Top of EXTRACTED INFORMATION
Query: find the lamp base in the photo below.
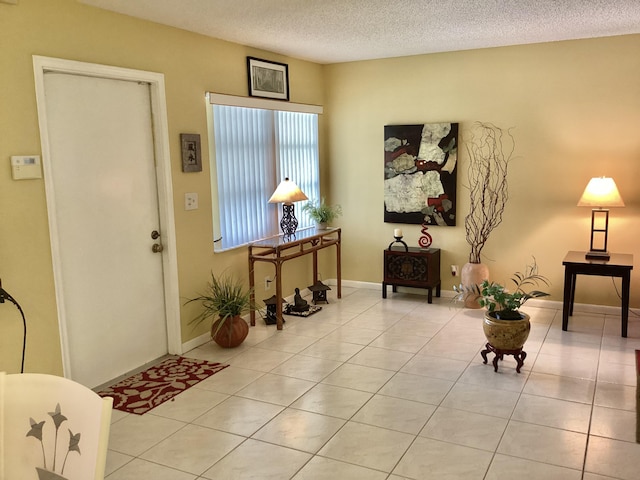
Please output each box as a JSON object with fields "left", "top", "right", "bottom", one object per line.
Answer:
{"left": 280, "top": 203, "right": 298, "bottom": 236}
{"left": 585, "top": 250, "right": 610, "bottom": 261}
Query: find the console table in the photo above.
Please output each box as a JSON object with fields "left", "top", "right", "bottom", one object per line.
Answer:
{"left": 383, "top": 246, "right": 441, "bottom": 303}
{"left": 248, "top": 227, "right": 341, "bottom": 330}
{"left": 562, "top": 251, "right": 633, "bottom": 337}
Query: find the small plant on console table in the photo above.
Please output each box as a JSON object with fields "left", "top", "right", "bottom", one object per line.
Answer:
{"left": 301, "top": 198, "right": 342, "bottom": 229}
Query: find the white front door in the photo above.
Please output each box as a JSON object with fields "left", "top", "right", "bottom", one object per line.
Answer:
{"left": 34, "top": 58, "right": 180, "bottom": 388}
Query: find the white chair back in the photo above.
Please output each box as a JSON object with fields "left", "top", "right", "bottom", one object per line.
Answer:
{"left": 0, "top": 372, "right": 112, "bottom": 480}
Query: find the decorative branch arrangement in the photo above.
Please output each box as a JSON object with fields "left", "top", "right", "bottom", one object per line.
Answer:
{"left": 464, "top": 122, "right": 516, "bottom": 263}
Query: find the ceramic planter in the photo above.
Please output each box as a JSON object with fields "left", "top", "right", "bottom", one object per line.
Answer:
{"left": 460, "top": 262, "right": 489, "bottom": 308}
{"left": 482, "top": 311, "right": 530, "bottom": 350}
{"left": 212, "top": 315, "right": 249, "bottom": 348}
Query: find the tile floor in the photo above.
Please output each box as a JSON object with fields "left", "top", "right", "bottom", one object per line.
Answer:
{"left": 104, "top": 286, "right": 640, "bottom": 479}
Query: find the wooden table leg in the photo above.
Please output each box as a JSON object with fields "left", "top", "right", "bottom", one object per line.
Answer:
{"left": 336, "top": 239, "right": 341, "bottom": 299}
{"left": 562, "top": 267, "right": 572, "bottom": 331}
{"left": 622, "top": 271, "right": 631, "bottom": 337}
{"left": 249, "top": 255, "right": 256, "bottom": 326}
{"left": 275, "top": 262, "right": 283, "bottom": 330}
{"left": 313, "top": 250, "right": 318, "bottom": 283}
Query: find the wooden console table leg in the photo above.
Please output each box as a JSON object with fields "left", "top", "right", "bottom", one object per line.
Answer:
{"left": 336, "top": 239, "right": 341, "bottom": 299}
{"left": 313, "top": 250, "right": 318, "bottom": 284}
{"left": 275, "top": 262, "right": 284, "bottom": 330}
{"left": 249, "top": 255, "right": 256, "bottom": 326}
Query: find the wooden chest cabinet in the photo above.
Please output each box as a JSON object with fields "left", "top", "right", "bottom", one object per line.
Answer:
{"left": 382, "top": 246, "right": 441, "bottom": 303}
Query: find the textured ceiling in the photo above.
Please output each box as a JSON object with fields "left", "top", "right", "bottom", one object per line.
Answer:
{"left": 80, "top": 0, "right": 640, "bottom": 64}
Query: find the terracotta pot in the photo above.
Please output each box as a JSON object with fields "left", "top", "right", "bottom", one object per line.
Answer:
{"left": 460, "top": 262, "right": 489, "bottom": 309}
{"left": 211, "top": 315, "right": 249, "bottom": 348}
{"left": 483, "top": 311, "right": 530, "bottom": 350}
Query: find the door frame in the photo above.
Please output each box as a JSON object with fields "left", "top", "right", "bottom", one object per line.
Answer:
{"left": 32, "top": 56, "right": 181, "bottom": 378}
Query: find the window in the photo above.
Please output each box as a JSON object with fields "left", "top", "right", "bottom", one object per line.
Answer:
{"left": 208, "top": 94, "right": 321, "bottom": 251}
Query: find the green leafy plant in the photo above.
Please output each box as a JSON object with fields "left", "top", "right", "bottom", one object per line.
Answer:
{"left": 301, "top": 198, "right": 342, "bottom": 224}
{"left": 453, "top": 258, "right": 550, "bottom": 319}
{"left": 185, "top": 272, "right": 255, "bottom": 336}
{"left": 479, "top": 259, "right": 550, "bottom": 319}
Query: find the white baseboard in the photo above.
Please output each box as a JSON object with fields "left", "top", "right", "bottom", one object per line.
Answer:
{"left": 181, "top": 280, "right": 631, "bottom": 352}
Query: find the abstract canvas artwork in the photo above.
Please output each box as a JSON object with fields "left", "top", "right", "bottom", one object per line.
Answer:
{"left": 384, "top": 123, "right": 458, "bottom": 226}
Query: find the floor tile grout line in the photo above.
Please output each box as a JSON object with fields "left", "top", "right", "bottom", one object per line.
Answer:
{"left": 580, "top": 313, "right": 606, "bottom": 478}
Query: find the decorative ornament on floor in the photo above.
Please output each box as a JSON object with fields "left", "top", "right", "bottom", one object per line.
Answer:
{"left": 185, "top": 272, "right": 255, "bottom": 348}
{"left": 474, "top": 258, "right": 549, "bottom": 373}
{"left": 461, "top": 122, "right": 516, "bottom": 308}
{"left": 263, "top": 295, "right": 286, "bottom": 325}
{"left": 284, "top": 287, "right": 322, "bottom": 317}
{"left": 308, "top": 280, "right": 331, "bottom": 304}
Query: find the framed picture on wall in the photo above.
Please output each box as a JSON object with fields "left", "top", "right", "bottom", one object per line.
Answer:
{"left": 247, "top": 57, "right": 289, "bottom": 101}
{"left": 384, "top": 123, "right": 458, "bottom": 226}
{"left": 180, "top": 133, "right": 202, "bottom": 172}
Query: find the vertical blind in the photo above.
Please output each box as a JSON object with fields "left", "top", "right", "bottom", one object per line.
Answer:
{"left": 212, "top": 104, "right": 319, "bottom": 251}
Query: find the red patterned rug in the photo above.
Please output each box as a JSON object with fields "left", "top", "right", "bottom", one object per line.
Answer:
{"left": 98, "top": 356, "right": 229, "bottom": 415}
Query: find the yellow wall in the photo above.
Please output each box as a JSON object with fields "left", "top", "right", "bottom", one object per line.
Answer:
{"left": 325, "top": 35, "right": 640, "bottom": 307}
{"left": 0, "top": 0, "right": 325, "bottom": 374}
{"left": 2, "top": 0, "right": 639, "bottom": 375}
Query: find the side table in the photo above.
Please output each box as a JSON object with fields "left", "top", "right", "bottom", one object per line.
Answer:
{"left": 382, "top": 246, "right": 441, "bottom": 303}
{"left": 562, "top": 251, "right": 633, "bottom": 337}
Bottom of EXTRACTED INFORMATION
Top of EXTRACTED INFORMATION
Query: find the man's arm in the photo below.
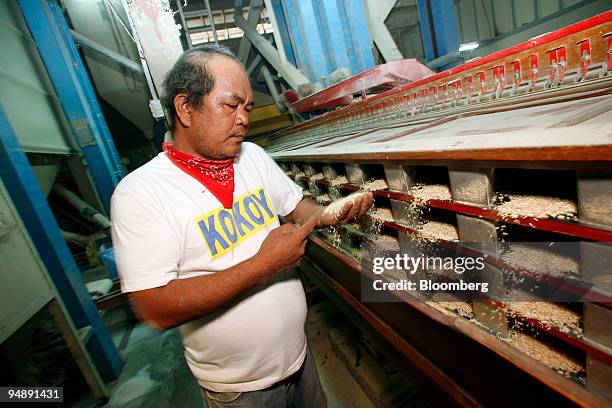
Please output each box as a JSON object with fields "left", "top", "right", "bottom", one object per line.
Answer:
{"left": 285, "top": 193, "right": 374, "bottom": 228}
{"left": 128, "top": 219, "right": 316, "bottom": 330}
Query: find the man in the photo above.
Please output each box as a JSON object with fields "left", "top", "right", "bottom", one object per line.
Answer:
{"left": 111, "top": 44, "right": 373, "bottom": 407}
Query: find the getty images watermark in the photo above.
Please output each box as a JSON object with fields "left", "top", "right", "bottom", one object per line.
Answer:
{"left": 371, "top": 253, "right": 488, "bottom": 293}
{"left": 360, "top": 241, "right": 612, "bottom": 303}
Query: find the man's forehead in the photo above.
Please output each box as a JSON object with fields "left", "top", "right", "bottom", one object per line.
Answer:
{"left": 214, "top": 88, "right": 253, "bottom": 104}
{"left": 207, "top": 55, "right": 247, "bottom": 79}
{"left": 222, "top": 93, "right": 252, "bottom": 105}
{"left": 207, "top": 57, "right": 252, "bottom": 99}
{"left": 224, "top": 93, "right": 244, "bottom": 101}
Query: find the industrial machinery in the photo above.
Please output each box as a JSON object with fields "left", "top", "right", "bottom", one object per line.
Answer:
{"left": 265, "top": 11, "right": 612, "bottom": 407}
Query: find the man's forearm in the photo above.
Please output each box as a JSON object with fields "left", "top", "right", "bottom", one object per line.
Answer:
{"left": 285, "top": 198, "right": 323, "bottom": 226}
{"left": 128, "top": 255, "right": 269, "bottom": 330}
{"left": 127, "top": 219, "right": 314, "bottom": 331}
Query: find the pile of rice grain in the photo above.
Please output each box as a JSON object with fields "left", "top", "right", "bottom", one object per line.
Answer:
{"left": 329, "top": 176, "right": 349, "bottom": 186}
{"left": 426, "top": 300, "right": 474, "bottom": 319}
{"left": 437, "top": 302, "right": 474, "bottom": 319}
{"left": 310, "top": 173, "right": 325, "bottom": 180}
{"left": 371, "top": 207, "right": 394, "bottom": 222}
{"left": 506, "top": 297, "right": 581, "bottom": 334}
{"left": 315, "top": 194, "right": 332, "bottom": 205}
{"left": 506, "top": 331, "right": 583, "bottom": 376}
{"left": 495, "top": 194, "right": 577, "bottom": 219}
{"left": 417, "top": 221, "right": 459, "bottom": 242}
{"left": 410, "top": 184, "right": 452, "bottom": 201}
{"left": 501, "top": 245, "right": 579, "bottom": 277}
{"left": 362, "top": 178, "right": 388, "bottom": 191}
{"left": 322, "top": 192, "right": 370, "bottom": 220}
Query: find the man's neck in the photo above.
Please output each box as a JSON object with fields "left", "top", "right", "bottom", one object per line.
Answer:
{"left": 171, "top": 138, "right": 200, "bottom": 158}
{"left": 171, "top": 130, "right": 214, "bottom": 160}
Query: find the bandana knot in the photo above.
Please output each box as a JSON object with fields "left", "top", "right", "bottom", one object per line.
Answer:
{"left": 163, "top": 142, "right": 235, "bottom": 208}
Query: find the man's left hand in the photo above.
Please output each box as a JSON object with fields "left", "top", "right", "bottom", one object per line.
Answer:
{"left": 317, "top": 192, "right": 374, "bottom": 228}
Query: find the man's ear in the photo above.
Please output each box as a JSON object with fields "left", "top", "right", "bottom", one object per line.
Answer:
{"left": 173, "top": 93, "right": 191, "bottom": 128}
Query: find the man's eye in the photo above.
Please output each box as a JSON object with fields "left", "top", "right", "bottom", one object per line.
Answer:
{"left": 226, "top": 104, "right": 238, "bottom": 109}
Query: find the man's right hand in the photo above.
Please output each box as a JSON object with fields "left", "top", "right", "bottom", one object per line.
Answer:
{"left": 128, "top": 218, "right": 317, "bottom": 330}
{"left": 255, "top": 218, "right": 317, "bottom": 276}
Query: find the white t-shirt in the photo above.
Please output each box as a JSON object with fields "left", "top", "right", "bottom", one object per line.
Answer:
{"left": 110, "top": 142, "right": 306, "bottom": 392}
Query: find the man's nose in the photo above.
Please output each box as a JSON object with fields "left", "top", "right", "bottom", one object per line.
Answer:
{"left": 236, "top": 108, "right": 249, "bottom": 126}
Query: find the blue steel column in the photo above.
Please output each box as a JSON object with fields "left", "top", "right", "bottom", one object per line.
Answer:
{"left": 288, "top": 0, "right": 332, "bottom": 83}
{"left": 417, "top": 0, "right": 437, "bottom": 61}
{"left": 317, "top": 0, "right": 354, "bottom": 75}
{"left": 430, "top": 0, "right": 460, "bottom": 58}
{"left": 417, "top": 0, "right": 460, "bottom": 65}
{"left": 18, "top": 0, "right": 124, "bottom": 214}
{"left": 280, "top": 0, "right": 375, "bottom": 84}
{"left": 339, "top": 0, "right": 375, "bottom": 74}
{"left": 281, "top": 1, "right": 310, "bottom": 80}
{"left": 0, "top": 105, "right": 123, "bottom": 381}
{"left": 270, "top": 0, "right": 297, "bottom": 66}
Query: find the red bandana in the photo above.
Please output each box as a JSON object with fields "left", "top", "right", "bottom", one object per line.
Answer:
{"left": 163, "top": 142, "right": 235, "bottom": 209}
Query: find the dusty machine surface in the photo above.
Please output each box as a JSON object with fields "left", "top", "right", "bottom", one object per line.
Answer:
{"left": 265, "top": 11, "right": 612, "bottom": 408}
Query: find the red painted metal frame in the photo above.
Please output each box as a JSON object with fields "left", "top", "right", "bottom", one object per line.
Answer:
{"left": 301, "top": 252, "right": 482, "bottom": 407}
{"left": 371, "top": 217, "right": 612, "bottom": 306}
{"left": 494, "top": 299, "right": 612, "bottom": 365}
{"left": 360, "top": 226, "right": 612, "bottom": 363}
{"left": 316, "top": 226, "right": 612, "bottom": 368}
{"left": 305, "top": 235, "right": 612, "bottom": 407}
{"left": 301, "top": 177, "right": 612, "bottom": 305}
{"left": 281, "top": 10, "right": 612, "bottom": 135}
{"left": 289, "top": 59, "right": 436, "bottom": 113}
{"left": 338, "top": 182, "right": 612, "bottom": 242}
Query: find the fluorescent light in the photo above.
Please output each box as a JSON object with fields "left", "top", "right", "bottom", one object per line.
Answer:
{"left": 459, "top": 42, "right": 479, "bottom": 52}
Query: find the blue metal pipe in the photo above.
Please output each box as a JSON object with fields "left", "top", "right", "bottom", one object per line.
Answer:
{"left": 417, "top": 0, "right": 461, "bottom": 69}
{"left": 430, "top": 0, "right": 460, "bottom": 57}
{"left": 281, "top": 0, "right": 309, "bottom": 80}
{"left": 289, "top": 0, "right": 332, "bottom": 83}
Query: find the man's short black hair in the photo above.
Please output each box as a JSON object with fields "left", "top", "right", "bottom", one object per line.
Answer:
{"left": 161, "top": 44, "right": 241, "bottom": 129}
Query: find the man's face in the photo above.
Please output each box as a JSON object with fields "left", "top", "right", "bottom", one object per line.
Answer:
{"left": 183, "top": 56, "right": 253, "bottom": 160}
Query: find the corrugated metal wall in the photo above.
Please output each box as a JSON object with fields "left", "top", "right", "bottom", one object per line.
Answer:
Bottom of EXTRACTED INFORMATION
(BRIEF): Copy back exactly the lines above from the one containing "Query: find the lamp base in the photo below." through the one containing "Query: find the tile", and leave every picture behind.

(RESPONSE TO THE EXERCISE):
Query: find the lamp base in the photo below.
Please output each box as a JSON object with fields "left", "top", "right", "bottom", one object per line.
Answer:
{"left": 280, "top": 203, "right": 298, "bottom": 236}
{"left": 585, "top": 250, "right": 610, "bottom": 261}
Query: find the console table in the photo above.
Please output each box as a JSON object with fields "left", "top", "right", "bottom", one object per line.
Answer:
{"left": 383, "top": 246, "right": 441, "bottom": 303}
{"left": 248, "top": 227, "right": 341, "bottom": 330}
{"left": 562, "top": 251, "right": 633, "bottom": 337}
Query: find the small plant on console table in the photo above.
Please output each box as a JSON object with fields "left", "top", "right", "bottom", one object per line.
Answer:
{"left": 301, "top": 198, "right": 342, "bottom": 229}
Query: find the white front door in the photo above.
Please output each box as a JSON object with fields "left", "top", "right", "bottom", one object per line.
Answer:
{"left": 34, "top": 58, "right": 180, "bottom": 388}
Query: find the white chair back in the photo above.
Please output each box as a JSON object with fields "left", "top", "right", "bottom", one object per line.
Answer:
{"left": 0, "top": 372, "right": 112, "bottom": 480}
Query: find the decorative branch arrangement in the photo above.
Please output each box as a JSON object with fields "left", "top", "right", "bottom", one object per line.
Answer:
{"left": 464, "top": 122, "right": 516, "bottom": 263}
Query: find the ceramic planter in the photo above.
Please output each box as a JSON object with fields "left", "top", "right", "bottom", one object per line.
Answer:
{"left": 460, "top": 262, "right": 489, "bottom": 308}
{"left": 482, "top": 311, "right": 530, "bottom": 350}
{"left": 212, "top": 315, "right": 249, "bottom": 348}
Query: find the tile floor in the photo above.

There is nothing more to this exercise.